The copy you produce must hold every record exactly, and none of the images.

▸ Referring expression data
========================================

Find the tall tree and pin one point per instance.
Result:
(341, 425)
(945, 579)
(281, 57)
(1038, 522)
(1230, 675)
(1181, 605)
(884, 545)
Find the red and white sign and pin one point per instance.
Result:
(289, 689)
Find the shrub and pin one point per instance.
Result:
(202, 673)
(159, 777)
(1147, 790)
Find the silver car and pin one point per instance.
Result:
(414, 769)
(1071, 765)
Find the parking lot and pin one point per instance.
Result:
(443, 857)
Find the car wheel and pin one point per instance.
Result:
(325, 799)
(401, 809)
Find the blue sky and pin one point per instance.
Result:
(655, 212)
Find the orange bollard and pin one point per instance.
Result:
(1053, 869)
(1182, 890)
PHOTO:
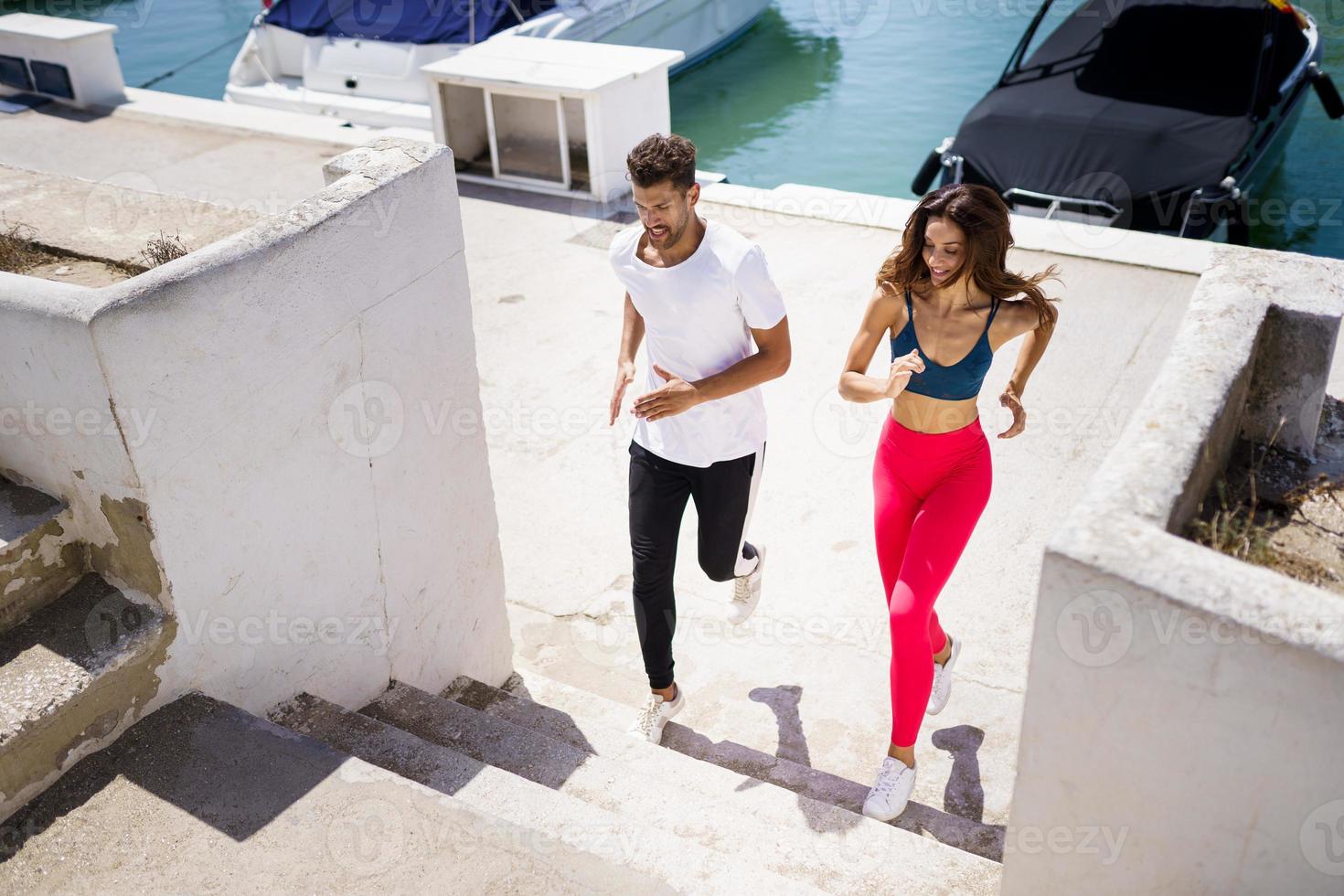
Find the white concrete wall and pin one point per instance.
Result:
(1181, 729)
(57, 427)
(304, 394)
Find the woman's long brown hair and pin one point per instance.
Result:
(984, 218)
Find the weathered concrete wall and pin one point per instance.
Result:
(58, 432)
(323, 524)
(1181, 727)
(272, 448)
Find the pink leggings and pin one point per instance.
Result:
(929, 491)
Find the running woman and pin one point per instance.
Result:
(941, 300)
(703, 295)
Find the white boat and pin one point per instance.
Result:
(360, 62)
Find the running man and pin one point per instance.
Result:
(703, 294)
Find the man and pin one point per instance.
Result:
(702, 293)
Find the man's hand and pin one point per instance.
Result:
(901, 369)
(1012, 400)
(624, 377)
(675, 397)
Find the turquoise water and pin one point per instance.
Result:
(839, 93)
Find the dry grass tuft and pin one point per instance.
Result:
(163, 249)
(17, 251)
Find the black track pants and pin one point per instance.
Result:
(723, 495)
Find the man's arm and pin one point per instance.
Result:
(772, 359)
(632, 334)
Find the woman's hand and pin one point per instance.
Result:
(901, 371)
(1012, 400)
(624, 377)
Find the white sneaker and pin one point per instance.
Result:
(746, 592)
(891, 793)
(648, 724)
(943, 680)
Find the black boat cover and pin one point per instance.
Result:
(400, 20)
(1131, 97)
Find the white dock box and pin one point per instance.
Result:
(549, 114)
(69, 59)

========================================

▸ Task solution
Find the tall tree and pin one point per instance.
Result:
(341, 425)
(945, 579)
(281, 57)
(1038, 522)
(1230, 675)
(1181, 605)
(884, 545)
Find the red and white sign and pin one point per instance.
Result:
(289, 689)
Find the shrub and pin one point per instance.
Result:
(202, 673)
(159, 777)
(1147, 790)
Find the silver car and pin one point per instance.
Result:
(414, 769)
(1071, 765)
Find the parking lot and pin one point per instance.
Result:
(443, 857)
Find the car wheel and pin one point per instance.
Result:
(325, 799)
(401, 809)
Find the blue sky and pin one point per instance.
Result:
(655, 212)
Find the orange bollard and pin one point per instance.
Result:
(1053, 869)
(1182, 890)
PHOTO:
Find the white concrete wall and pin one point per instance.
Result:
(1181, 729)
(57, 427)
(304, 394)
Find the woman's long brown hair and pin one point per instance.
Result:
(984, 218)
Find the weathered concrete wall and pin one point per instance.
Result:
(58, 432)
(323, 524)
(1181, 727)
(272, 448)
Find the pink leggings and pin one point per instance.
Result:
(929, 491)
Find the running woman and pin one point per instance.
Result:
(941, 300)
(703, 295)
Find the white boat and pin one point per instance.
Result:
(360, 62)
Find the running man and pin one point per instance.
Result:
(703, 294)
Find the man and pin one point per instance.
Result:
(702, 293)
Find the man's hand and pin one point per instance.
Result:
(901, 369)
(1012, 400)
(624, 377)
(675, 397)
Find the turquoise water and pin one point per instance.
Result:
(839, 93)
Find the dry grass tuft and pin one point per instance.
Result:
(163, 249)
(17, 251)
Find the black track pants and pin one point per instance.
Result:
(723, 495)
Find the man's arm and pin one point per instance.
Result:
(772, 359)
(632, 334)
Find the woman's hand and pin one point per instance.
Result:
(901, 371)
(1012, 400)
(624, 377)
Find the white sneaker and pin one point per instance.
Result:
(746, 592)
(891, 793)
(648, 724)
(943, 680)
Find the black boat cover and pin one point per instance.
Result:
(400, 20)
(1131, 97)
Find the white dock box and pin one point per instance.
Result:
(549, 114)
(69, 59)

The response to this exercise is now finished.